GIVEN RECORDS -
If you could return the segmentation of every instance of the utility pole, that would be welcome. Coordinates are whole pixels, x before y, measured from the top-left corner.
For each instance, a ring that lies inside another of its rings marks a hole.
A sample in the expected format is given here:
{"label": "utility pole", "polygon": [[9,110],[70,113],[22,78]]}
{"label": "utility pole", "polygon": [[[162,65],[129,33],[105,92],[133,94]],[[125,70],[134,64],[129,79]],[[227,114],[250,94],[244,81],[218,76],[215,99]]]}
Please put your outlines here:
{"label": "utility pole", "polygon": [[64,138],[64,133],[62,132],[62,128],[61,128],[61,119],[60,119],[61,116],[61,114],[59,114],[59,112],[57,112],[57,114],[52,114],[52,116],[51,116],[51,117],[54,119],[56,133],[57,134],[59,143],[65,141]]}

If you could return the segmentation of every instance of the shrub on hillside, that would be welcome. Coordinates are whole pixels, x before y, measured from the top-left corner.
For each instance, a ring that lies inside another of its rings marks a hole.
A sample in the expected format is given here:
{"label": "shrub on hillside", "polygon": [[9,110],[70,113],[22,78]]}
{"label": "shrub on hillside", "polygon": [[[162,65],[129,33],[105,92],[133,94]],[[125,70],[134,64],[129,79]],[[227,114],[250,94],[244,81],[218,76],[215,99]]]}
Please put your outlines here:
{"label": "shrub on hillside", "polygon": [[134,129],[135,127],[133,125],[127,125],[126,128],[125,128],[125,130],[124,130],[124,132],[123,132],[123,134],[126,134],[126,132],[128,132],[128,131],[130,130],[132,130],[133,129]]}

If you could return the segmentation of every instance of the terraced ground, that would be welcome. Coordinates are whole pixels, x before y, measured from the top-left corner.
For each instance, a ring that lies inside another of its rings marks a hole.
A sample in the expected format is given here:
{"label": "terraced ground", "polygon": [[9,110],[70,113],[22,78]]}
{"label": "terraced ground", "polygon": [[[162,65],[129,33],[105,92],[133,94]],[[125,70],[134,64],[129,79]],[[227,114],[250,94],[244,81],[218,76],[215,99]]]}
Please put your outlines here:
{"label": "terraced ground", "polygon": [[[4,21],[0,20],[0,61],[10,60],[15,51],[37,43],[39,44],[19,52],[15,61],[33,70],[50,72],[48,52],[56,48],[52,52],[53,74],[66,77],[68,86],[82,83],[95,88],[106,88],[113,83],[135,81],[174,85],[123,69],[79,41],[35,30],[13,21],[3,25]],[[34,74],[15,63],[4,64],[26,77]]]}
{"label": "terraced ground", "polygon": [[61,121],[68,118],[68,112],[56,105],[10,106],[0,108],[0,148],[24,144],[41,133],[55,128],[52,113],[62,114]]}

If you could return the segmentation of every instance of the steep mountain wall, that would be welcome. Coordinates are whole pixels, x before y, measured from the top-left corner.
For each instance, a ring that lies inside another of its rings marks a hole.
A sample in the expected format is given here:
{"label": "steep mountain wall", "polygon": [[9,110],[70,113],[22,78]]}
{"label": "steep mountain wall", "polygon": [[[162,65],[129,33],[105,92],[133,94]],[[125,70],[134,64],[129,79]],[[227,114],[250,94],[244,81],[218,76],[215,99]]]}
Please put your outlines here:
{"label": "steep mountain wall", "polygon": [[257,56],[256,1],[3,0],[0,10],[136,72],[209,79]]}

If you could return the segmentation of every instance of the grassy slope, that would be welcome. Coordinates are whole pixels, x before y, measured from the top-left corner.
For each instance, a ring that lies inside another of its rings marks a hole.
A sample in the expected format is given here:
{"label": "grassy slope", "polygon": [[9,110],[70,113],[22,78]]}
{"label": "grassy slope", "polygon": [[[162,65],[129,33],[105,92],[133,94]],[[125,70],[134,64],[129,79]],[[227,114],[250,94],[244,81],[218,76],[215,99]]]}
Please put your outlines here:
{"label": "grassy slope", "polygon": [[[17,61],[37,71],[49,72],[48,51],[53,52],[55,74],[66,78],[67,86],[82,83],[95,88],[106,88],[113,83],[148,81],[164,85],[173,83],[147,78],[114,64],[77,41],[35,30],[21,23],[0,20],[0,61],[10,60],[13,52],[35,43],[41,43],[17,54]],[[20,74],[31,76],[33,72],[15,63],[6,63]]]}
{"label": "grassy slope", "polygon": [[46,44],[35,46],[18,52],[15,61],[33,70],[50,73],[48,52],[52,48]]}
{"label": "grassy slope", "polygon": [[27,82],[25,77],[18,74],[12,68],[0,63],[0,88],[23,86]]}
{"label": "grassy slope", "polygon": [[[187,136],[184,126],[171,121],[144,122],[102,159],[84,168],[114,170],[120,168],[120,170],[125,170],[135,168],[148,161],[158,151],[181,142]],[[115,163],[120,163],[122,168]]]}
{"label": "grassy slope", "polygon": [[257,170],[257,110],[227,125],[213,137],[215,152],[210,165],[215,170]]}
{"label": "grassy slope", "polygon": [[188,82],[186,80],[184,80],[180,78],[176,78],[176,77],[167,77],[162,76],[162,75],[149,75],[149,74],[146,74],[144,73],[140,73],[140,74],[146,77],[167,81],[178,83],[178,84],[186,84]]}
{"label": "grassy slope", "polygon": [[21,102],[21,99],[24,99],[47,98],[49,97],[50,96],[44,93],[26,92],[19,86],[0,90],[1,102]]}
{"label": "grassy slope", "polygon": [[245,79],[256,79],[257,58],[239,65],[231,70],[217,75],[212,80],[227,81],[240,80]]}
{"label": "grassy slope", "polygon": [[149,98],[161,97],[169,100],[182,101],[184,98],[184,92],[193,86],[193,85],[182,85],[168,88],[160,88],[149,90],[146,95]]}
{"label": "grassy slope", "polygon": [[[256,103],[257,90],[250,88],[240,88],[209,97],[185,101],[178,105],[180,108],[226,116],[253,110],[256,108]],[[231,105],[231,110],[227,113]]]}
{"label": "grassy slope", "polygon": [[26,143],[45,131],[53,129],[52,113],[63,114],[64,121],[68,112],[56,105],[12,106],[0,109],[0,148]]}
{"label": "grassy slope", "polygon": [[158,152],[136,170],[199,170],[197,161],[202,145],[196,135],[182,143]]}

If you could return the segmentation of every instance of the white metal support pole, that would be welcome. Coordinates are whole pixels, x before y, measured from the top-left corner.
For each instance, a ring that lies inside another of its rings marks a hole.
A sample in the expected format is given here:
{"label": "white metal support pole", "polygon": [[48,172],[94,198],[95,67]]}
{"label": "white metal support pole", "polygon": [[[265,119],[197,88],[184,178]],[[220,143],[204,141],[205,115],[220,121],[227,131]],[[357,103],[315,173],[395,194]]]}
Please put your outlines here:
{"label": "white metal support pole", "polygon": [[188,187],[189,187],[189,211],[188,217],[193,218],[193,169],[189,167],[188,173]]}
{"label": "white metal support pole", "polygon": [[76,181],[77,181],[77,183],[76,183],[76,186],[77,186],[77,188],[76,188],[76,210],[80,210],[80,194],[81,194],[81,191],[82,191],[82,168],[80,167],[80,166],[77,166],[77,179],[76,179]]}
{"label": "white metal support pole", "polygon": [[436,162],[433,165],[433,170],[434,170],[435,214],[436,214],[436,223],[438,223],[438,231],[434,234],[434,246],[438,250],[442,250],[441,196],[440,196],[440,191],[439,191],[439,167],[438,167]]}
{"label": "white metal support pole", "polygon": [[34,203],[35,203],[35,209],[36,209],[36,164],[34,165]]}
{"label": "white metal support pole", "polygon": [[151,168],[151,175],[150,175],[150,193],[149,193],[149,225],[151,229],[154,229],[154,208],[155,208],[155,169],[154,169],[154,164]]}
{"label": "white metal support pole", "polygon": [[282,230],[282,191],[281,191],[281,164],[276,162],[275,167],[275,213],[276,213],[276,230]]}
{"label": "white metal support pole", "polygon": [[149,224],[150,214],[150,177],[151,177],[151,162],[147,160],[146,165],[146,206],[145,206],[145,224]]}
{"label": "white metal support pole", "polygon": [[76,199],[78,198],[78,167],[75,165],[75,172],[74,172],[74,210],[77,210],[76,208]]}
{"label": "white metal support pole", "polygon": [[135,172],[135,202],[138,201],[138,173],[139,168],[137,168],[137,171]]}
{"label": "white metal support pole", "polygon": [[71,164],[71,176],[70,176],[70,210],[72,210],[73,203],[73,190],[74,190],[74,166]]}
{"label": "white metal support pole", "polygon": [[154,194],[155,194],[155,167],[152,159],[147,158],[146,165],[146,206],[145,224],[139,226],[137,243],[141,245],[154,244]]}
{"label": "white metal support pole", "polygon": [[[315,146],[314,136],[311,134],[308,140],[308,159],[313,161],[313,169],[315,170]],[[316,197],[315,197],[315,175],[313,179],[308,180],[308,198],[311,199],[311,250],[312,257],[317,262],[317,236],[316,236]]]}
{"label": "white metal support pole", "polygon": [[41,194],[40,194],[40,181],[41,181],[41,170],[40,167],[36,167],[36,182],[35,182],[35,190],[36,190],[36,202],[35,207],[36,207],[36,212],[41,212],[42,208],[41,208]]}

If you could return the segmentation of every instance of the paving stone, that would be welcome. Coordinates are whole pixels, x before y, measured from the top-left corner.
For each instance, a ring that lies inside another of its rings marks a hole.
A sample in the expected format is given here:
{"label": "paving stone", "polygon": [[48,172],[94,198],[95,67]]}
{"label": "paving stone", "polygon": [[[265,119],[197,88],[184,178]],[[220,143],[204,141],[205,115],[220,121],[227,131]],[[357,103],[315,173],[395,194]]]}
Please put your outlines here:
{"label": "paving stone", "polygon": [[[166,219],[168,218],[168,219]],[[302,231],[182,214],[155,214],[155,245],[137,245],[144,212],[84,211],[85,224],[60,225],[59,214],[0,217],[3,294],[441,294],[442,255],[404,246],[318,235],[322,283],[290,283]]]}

---

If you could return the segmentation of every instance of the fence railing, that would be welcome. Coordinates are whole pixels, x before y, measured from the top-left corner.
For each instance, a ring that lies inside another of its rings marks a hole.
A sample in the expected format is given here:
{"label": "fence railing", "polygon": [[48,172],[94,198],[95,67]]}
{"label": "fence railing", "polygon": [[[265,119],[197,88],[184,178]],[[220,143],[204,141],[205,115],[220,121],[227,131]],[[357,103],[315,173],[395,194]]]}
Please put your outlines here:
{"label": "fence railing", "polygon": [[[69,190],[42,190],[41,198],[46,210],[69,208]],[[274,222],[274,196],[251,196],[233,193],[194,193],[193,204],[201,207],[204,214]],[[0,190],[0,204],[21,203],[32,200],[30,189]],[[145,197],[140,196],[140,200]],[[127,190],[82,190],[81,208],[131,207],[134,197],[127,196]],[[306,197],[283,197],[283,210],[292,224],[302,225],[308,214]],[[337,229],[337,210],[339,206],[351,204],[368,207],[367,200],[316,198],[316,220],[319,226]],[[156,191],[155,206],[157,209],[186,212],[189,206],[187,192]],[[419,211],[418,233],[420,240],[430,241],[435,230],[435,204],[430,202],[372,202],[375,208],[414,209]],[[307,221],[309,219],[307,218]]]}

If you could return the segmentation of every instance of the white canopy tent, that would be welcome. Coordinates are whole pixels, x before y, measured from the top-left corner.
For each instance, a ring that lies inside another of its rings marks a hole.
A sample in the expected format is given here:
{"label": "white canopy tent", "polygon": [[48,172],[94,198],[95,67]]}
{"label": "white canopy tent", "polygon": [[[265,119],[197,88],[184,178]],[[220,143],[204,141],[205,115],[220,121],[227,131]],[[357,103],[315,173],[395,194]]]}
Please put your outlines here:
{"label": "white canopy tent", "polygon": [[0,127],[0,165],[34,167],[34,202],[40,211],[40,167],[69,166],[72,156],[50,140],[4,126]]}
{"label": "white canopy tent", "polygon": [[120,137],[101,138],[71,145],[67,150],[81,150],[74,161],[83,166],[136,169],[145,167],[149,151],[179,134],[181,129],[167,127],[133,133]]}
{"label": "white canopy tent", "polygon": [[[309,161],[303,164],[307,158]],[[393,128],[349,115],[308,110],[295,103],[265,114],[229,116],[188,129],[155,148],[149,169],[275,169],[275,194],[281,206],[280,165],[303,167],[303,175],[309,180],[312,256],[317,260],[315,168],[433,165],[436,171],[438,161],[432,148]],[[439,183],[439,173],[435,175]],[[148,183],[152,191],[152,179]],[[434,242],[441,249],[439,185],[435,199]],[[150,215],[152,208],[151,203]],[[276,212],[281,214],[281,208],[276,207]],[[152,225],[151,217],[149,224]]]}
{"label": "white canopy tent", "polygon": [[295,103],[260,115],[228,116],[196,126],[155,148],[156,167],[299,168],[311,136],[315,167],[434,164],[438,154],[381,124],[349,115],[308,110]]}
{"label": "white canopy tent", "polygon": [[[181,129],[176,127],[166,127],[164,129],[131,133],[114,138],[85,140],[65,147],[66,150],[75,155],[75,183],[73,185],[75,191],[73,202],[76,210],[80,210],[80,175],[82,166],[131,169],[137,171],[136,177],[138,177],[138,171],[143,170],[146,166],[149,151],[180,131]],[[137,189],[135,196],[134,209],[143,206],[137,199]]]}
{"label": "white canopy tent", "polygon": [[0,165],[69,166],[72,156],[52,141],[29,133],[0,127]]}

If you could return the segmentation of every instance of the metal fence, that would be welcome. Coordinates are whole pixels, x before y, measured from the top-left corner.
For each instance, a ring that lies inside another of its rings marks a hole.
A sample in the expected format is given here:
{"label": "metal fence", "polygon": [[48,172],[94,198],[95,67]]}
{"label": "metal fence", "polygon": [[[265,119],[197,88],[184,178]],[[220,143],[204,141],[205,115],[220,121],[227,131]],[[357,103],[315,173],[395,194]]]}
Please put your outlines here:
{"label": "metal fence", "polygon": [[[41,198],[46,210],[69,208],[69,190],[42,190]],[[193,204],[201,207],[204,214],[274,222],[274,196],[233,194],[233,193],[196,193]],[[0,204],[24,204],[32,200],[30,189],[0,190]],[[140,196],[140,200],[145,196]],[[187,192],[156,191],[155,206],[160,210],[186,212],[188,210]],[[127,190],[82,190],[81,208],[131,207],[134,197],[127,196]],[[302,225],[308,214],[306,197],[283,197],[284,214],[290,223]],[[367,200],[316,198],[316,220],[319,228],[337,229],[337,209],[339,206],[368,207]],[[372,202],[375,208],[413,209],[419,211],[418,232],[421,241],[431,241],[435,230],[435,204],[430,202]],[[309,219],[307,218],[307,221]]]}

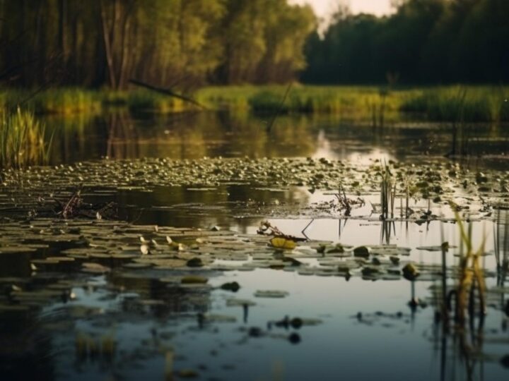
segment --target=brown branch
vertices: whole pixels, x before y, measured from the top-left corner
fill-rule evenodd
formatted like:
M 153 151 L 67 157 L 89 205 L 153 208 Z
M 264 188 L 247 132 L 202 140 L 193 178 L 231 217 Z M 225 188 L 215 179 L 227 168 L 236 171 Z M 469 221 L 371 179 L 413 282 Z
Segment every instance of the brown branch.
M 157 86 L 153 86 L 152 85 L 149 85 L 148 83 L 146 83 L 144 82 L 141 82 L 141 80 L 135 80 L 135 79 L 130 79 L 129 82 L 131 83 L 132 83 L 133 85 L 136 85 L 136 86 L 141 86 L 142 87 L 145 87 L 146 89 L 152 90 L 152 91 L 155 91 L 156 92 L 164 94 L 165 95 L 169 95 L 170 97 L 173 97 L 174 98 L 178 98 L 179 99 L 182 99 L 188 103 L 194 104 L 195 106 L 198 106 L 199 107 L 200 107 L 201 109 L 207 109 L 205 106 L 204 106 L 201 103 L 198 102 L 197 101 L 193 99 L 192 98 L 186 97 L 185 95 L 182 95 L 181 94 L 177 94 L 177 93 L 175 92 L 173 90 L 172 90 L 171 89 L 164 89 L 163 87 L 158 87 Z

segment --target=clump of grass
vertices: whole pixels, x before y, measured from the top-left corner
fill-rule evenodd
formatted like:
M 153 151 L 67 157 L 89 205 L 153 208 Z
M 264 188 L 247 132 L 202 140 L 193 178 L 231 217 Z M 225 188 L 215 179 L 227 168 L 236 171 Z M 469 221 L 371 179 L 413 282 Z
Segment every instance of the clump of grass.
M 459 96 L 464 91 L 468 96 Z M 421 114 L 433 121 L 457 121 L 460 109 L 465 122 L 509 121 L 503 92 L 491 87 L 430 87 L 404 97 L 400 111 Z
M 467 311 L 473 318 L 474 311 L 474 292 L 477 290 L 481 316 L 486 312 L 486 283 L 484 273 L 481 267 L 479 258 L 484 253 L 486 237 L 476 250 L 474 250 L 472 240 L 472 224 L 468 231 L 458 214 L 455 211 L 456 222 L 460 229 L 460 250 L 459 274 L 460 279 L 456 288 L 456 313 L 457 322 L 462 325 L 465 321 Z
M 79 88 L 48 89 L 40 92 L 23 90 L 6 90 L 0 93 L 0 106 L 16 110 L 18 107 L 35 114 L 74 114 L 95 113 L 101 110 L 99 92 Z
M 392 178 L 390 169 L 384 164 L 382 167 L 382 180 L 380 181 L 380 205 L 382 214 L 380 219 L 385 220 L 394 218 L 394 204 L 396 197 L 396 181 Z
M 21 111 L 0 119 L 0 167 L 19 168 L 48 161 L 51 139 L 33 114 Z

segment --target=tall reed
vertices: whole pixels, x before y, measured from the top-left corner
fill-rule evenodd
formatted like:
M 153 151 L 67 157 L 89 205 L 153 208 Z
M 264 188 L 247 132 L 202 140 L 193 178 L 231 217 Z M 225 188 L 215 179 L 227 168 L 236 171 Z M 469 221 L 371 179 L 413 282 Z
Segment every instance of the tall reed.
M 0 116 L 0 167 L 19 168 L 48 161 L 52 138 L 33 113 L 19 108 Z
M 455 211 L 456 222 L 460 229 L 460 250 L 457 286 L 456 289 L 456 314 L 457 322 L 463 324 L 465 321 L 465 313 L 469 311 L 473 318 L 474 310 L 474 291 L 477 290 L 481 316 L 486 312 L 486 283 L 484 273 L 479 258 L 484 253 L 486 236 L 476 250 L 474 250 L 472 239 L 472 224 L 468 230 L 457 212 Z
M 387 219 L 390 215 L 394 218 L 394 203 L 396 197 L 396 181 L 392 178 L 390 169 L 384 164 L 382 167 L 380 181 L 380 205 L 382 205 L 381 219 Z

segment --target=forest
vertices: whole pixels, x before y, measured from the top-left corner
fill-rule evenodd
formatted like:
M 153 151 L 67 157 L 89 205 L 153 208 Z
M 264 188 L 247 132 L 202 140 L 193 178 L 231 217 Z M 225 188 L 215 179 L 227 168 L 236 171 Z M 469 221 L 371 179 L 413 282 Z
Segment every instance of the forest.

* * *

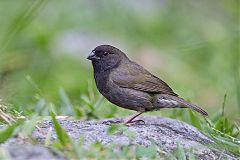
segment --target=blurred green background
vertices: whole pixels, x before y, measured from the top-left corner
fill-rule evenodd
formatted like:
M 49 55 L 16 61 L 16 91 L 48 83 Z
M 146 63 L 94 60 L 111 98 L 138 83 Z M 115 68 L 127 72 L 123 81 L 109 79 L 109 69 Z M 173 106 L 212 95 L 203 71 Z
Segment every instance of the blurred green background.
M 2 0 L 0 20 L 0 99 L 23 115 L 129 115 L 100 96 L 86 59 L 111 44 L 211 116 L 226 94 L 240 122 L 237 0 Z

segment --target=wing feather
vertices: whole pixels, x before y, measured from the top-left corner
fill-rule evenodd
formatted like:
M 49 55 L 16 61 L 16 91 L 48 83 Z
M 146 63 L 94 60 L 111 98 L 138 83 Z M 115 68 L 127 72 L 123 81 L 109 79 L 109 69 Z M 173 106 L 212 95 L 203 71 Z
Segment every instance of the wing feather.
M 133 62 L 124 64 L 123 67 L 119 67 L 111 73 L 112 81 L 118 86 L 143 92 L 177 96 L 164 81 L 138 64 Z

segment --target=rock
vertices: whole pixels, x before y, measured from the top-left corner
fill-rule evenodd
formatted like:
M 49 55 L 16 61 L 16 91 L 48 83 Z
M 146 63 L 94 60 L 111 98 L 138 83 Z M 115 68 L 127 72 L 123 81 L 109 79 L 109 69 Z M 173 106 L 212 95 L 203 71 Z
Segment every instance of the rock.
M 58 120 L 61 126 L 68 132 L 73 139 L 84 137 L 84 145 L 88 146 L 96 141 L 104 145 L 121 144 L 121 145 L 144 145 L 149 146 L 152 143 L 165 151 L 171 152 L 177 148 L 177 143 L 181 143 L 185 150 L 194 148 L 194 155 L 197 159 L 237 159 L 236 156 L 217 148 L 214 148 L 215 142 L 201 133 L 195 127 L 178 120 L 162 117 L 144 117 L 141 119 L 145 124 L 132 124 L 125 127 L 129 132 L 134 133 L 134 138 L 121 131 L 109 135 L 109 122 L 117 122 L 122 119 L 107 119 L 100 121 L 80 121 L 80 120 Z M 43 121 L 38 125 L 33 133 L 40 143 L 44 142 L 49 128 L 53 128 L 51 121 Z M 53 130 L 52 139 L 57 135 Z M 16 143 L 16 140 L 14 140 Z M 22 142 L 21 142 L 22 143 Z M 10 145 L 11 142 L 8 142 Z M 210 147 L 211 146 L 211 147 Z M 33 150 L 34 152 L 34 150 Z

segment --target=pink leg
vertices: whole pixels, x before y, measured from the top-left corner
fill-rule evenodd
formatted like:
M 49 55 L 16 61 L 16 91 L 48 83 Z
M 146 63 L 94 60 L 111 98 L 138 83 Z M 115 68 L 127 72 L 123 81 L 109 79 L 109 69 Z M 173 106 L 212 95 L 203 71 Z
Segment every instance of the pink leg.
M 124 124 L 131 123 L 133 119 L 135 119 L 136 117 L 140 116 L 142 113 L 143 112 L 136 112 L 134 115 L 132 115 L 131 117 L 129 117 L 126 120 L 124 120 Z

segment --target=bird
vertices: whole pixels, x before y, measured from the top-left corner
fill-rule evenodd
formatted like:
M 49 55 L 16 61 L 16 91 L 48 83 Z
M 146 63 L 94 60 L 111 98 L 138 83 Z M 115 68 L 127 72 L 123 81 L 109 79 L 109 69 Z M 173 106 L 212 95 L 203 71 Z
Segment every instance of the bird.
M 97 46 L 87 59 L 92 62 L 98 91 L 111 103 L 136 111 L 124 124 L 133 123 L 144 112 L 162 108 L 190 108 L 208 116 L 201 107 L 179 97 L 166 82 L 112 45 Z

WHAT YOU NEED TO DO - Which lines in the records contain the string "green"? Report each of them in full.

SOLUTION FOR THIS TASK -
segment --target=blurred green background
Segment every instance of the blurred green background.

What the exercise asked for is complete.